— GIVEN PROBLEM —
Pick out every line in the records that contains the word "surface" and copy each one.

Dataset entries
__________

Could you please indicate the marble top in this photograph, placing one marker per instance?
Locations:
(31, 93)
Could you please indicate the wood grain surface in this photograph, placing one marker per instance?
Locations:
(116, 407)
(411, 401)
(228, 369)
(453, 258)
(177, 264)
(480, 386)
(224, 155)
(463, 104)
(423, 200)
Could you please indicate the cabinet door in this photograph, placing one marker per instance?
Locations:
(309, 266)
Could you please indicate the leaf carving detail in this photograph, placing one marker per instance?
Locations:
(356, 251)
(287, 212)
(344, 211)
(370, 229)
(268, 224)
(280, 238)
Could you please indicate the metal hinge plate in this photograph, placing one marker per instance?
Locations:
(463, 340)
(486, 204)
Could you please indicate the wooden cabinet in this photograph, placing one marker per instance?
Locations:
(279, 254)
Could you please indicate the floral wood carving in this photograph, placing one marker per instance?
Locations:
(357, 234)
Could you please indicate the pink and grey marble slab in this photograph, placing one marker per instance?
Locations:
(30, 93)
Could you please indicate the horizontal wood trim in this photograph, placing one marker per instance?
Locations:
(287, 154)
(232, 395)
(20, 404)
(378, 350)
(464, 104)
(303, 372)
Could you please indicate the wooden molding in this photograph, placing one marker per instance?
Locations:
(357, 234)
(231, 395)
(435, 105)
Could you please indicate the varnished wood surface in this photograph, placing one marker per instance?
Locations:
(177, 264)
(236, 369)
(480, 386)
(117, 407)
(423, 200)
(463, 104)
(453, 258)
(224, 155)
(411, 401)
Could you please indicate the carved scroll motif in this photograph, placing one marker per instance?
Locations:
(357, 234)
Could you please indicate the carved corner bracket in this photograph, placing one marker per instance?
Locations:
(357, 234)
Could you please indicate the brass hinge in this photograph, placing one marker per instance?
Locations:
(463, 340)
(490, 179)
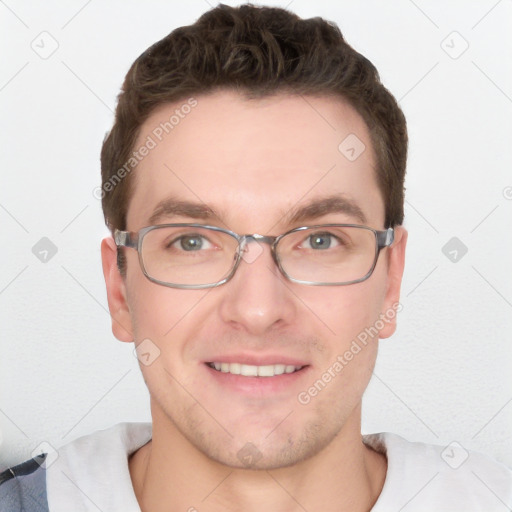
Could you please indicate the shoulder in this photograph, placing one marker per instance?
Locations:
(424, 476)
(23, 487)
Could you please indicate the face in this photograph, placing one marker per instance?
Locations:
(256, 166)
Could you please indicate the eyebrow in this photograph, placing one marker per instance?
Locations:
(171, 207)
(338, 203)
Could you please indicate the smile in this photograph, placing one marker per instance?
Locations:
(248, 370)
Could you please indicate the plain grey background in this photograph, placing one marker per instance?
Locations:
(444, 376)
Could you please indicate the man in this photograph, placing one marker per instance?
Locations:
(253, 185)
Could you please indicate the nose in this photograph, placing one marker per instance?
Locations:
(257, 299)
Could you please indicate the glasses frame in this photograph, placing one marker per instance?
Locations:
(134, 240)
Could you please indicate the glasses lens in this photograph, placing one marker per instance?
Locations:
(331, 255)
(188, 255)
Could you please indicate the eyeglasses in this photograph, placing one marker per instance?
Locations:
(194, 256)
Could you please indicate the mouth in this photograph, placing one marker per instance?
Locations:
(247, 370)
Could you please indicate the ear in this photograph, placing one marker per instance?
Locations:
(116, 292)
(395, 270)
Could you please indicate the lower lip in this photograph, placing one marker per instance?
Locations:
(257, 385)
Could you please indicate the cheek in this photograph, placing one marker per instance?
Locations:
(343, 312)
(159, 312)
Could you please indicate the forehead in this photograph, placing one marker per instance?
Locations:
(254, 161)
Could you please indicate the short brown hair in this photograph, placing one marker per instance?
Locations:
(257, 51)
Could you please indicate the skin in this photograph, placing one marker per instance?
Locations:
(255, 162)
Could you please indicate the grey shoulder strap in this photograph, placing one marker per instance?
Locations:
(23, 487)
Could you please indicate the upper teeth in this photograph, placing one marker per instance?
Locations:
(255, 371)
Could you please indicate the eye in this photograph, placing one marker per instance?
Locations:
(191, 243)
(321, 241)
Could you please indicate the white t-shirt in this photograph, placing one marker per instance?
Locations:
(91, 474)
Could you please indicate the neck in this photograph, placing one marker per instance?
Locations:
(171, 474)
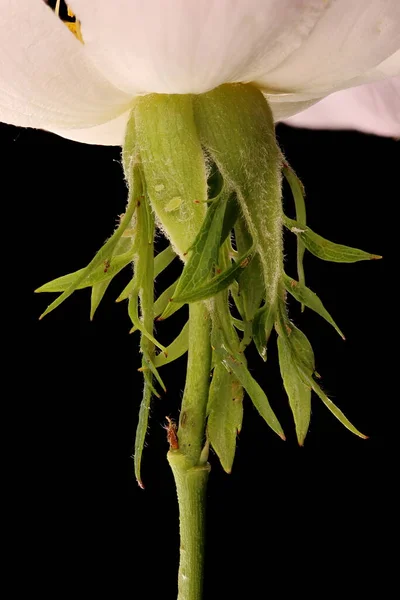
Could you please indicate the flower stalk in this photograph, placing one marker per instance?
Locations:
(206, 170)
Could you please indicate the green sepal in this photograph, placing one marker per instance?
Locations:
(298, 392)
(142, 425)
(231, 215)
(304, 295)
(203, 252)
(102, 273)
(303, 363)
(251, 281)
(216, 285)
(298, 196)
(225, 415)
(163, 260)
(133, 311)
(103, 257)
(148, 364)
(333, 408)
(324, 249)
(163, 300)
(262, 325)
(97, 294)
(176, 349)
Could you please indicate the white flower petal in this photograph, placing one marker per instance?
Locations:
(111, 133)
(191, 46)
(372, 108)
(46, 79)
(348, 46)
(310, 47)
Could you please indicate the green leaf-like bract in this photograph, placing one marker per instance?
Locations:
(325, 249)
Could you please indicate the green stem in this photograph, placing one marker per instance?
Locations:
(195, 397)
(191, 485)
(188, 463)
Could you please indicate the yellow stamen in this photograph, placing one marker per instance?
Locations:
(76, 29)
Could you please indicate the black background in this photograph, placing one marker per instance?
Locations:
(288, 520)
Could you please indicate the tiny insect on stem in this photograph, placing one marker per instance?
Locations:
(171, 434)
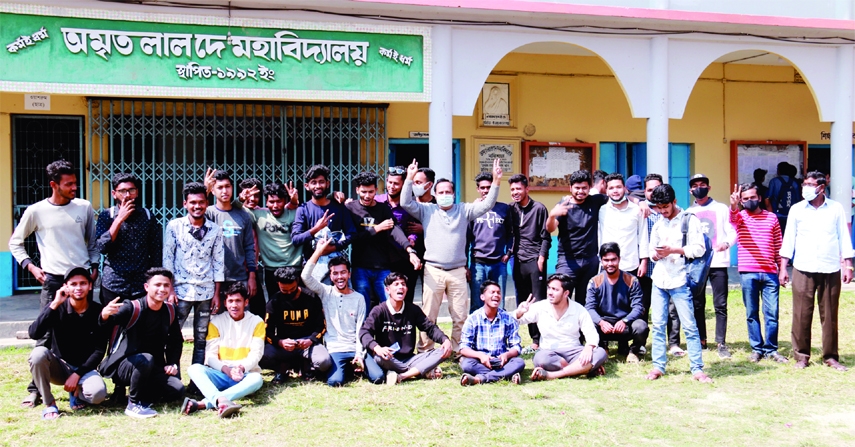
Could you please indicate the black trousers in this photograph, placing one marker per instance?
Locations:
(529, 280)
(147, 381)
(718, 280)
(636, 331)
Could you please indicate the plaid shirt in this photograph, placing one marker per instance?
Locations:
(493, 337)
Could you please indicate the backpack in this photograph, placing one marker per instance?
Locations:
(788, 195)
(697, 269)
(118, 346)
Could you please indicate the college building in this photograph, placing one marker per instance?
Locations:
(267, 88)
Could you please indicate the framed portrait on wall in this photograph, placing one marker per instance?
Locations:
(488, 149)
(496, 104)
(548, 164)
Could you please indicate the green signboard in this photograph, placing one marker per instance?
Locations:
(179, 59)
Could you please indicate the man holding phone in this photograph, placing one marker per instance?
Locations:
(131, 240)
(389, 332)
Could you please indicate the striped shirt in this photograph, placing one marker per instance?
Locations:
(493, 337)
(759, 240)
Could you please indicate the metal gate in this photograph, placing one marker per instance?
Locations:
(168, 143)
(39, 140)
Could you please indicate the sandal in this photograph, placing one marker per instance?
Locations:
(538, 374)
(702, 377)
(228, 409)
(654, 374)
(436, 374)
(32, 400)
(189, 406)
(75, 402)
(51, 413)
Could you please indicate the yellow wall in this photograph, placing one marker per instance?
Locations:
(11, 104)
(569, 98)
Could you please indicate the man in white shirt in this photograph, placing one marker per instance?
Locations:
(816, 239)
(234, 347)
(621, 222)
(562, 323)
(715, 223)
(669, 280)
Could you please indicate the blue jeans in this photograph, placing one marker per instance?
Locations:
(753, 284)
(341, 362)
(366, 281)
(682, 299)
(481, 272)
(216, 384)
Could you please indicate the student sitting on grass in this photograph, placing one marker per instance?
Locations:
(390, 333)
(344, 311)
(235, 344)
(145, 350)
(77, 346)
(491, 341)
(562, 323)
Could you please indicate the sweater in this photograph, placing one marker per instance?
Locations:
(445, 230)
(301, 317)
(384, 328)
(759, 239)
(344, 314)
(235, 343)
(65, 235)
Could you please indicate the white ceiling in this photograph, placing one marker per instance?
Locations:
(739, 57)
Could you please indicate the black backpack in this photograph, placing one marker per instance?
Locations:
(788, 195)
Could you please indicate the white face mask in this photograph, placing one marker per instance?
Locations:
(420, 190)
(445, 200)
(809, 192)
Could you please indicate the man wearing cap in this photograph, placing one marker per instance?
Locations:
(715, 223)
(77, 346)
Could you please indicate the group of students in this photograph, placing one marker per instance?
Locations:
(622, 256)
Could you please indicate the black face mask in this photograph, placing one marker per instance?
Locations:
(751, 205)
(700, 192)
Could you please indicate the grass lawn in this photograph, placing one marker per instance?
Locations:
(749, 404)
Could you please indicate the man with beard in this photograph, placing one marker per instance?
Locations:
(322, 218)
(614, 302)
(65, 233)
(576, 217)
(411, 226)
(531, 247)
(193, 251)
(490, 346)
(77, 346)
(131, 240)
(379, 244)
(344, 312)
(235, 345)
(389, 332)
(295, 330)
(273, 230)
(562, 324)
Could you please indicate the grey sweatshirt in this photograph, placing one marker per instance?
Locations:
(445, 231)
(344, 314)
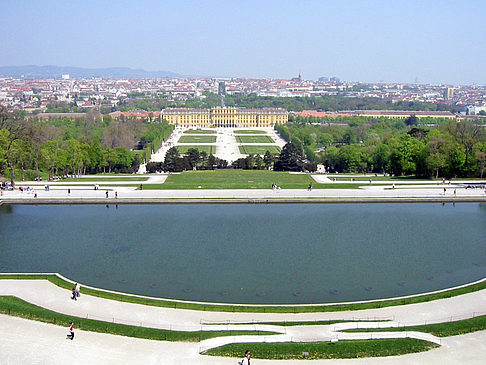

__________

— TASK SOLUTION —
Could you please indicate the wood grain surface in this photograph, placing one marker per instance?
Could you please indicate the varnished wood surface in this photograph, placing one marker per instance?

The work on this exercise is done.